___ Information given ___

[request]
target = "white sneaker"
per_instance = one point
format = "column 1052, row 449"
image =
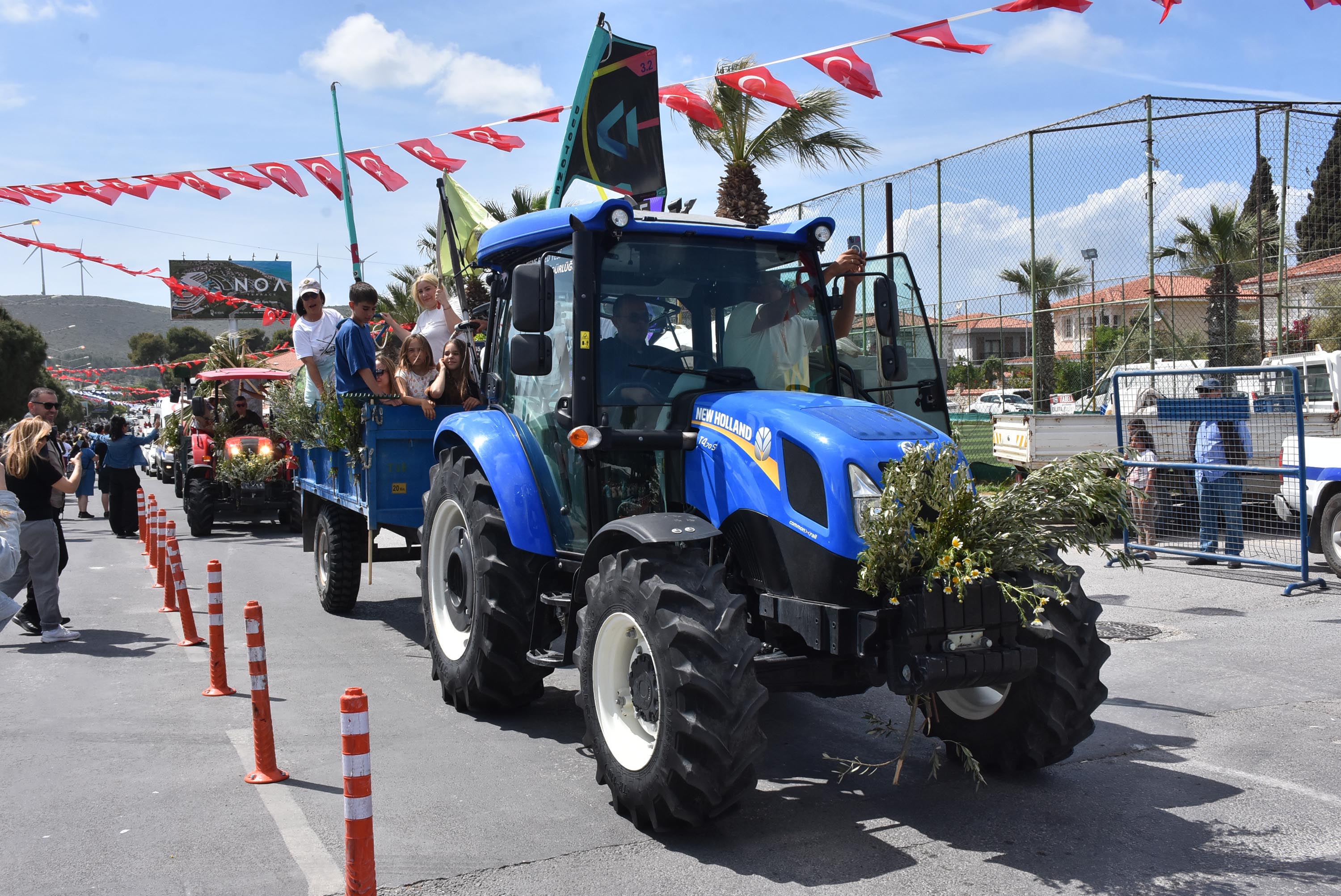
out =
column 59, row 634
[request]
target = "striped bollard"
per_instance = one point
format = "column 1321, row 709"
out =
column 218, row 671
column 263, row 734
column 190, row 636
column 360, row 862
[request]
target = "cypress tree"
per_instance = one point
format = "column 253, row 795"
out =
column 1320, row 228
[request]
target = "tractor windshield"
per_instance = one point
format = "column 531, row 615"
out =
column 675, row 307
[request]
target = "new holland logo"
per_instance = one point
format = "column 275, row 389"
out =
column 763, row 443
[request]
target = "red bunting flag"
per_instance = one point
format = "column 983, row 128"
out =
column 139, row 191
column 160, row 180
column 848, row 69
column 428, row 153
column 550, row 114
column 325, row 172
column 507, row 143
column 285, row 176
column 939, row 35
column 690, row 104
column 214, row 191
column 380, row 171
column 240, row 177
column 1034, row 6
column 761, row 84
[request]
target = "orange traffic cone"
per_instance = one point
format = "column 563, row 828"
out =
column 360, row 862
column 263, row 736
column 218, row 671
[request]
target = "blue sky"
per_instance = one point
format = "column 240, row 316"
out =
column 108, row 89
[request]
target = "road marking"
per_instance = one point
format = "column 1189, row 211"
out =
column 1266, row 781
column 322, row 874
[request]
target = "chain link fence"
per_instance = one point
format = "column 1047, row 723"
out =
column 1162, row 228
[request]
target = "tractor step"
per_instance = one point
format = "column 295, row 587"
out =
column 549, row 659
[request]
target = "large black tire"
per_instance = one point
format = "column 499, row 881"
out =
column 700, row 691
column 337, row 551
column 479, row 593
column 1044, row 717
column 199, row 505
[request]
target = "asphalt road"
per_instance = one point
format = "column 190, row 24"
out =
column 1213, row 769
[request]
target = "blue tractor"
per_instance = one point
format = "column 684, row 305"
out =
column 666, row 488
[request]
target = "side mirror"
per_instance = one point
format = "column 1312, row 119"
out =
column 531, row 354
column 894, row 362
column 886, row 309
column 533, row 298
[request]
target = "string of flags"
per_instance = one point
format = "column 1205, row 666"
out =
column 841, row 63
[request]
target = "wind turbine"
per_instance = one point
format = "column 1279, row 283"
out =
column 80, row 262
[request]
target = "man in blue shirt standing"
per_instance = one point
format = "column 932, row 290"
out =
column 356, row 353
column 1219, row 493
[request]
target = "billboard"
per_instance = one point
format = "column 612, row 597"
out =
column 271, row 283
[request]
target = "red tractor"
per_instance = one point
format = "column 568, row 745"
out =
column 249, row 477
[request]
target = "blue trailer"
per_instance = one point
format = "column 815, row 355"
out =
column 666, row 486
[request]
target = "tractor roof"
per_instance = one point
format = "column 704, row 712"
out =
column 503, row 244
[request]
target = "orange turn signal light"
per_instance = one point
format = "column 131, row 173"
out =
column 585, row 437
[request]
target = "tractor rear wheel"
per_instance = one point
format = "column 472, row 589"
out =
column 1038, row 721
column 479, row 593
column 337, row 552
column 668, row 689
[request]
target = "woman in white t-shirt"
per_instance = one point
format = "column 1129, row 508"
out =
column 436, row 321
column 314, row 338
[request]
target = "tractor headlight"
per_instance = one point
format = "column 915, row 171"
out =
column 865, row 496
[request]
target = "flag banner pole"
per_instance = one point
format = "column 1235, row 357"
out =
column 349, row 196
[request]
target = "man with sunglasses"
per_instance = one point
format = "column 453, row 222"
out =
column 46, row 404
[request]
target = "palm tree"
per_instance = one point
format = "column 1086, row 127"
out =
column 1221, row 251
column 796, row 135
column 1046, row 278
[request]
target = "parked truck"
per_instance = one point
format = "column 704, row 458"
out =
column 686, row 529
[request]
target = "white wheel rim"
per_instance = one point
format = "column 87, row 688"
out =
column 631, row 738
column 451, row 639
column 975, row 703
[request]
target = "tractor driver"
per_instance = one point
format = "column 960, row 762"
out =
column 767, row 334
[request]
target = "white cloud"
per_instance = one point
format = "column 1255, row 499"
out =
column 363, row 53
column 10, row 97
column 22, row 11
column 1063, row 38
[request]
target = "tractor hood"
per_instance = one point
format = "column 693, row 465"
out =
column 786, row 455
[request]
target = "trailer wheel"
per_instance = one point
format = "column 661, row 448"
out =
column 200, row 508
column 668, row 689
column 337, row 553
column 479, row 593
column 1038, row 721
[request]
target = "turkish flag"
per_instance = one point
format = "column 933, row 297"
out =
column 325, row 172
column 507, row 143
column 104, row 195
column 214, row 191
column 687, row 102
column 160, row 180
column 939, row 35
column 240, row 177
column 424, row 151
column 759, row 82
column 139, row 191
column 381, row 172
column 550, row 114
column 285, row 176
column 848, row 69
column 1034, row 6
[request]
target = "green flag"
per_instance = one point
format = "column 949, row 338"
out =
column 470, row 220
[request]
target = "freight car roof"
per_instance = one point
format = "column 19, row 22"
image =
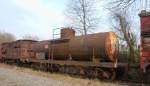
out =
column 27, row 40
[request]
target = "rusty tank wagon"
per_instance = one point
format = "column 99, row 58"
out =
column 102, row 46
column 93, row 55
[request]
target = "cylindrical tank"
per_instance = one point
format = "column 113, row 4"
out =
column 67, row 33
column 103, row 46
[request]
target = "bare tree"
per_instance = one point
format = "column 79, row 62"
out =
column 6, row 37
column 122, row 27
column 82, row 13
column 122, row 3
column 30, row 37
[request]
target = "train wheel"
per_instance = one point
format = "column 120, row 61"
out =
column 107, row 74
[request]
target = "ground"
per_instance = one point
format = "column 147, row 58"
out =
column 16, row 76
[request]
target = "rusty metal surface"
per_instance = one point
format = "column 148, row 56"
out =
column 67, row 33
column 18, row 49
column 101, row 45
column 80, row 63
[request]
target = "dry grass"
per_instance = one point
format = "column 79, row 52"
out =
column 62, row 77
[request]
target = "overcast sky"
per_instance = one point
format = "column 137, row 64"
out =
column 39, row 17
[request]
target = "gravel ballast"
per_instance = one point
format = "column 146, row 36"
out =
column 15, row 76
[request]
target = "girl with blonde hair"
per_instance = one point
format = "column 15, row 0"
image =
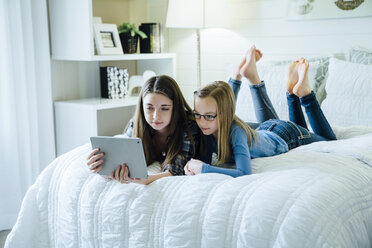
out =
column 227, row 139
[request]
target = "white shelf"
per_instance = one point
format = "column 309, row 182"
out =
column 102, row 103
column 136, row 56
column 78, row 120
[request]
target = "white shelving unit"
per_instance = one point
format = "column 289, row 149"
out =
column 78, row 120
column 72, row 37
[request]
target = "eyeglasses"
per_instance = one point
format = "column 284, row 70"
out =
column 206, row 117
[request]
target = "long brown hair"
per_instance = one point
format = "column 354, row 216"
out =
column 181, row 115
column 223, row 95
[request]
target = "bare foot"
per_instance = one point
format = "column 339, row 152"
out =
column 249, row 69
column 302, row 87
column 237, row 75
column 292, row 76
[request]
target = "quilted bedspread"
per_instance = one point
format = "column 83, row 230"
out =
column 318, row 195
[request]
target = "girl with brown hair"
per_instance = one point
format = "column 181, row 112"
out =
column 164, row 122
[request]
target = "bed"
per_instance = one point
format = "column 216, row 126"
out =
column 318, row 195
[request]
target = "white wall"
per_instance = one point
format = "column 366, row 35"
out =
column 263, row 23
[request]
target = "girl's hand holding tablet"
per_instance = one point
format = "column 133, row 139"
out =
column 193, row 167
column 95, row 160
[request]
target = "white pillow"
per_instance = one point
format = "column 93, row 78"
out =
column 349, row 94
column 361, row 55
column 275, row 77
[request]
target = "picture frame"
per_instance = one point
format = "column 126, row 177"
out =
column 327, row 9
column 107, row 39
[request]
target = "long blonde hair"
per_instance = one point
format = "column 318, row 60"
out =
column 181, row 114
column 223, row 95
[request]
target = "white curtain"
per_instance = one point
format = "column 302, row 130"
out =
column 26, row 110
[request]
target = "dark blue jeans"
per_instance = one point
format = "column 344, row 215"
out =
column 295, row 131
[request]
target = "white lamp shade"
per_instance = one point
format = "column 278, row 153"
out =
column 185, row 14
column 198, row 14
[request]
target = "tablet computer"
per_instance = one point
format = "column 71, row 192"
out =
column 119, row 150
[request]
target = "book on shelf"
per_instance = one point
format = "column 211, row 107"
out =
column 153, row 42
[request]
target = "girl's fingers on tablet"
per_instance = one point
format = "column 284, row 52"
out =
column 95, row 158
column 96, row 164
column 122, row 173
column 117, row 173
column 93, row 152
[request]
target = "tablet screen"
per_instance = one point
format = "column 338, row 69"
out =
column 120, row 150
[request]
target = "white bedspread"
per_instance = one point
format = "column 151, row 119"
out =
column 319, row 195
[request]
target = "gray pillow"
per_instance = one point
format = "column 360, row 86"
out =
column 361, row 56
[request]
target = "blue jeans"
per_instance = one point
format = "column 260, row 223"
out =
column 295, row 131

___
___ Information given ___

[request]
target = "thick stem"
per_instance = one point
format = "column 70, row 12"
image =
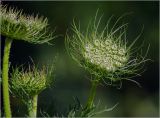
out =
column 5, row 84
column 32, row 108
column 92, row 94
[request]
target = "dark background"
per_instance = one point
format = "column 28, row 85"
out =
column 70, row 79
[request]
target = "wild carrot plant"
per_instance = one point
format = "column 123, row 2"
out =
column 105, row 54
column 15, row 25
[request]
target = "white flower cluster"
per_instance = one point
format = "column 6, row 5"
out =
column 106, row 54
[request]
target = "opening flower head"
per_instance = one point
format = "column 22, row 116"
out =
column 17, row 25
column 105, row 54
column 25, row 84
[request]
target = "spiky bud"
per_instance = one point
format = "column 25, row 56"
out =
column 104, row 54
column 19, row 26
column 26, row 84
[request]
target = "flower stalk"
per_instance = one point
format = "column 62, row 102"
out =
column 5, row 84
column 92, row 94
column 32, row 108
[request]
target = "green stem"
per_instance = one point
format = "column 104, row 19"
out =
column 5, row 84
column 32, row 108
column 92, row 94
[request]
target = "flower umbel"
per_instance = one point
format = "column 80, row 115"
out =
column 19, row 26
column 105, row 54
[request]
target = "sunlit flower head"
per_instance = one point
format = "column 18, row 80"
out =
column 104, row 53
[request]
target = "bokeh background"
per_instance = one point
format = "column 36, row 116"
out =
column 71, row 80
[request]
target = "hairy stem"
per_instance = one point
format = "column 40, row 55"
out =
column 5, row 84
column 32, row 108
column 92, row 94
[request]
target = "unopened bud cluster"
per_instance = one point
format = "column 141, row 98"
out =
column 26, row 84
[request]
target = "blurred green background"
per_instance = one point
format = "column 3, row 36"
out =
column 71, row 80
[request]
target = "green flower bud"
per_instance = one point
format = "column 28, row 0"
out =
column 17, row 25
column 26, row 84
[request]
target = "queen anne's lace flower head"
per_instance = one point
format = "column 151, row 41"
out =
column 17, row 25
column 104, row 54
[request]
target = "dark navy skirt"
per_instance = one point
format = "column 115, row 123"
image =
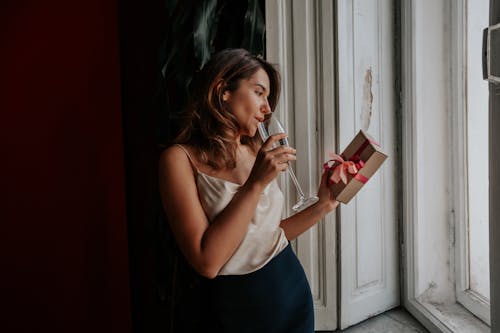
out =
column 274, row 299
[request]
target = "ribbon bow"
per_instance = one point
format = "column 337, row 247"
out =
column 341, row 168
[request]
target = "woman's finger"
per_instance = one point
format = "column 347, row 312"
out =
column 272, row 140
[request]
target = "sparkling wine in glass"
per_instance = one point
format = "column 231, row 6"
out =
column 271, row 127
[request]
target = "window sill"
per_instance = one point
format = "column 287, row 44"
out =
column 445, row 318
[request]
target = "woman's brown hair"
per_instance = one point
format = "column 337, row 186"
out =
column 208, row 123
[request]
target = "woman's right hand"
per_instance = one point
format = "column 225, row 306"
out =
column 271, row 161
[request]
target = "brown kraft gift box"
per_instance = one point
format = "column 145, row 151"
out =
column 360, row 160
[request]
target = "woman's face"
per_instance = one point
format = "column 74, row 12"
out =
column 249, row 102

___
___ Information given ___

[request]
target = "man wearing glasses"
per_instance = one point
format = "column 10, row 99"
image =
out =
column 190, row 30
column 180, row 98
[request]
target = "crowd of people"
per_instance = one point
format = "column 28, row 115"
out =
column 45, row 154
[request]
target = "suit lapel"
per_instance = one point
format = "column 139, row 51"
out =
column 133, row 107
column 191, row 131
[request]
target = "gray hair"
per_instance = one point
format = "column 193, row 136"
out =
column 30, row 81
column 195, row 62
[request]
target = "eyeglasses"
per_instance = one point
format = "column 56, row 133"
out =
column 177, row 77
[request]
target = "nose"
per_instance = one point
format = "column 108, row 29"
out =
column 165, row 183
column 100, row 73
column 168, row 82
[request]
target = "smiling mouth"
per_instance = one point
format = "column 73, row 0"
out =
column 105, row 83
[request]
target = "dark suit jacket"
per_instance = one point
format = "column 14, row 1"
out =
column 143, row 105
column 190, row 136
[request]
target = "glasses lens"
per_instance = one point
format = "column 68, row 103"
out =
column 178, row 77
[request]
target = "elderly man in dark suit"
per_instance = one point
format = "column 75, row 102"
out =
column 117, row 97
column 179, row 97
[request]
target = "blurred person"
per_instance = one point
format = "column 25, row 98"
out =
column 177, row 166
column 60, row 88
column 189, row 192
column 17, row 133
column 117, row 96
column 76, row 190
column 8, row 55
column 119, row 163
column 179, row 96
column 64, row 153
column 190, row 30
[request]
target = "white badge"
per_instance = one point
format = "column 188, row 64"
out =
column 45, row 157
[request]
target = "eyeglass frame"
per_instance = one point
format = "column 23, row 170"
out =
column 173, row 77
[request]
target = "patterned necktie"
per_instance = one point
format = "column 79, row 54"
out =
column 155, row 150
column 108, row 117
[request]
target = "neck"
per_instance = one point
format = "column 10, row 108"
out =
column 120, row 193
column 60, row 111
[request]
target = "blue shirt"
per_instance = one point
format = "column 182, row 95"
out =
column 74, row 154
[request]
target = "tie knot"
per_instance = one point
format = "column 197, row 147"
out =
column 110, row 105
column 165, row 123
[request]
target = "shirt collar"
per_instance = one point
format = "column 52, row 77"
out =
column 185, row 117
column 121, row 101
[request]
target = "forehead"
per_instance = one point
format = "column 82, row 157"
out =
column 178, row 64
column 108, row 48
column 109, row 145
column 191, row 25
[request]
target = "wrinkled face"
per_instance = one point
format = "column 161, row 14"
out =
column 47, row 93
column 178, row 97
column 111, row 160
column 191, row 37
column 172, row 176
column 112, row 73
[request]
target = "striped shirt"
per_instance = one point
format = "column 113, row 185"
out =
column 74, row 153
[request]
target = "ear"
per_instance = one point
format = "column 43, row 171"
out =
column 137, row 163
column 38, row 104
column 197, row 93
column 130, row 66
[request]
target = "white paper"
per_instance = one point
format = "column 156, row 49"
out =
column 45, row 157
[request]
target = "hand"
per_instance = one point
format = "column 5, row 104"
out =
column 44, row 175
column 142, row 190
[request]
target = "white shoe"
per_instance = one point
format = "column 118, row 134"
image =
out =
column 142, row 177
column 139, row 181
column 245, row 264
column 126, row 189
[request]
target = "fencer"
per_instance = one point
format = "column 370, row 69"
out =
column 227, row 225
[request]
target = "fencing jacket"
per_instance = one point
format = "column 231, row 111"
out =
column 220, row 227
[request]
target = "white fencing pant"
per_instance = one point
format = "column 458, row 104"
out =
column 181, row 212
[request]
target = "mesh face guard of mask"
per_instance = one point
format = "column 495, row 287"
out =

___

▶ Your task: Within the entries above, find the string "shirt" and return each line that holds it.

▶ Final answer:
target = "man in blue shirt standing"
target = "woman in white t-shirt"
target = "blue shirt"
target = "shirt collar"
target = "striped shirt"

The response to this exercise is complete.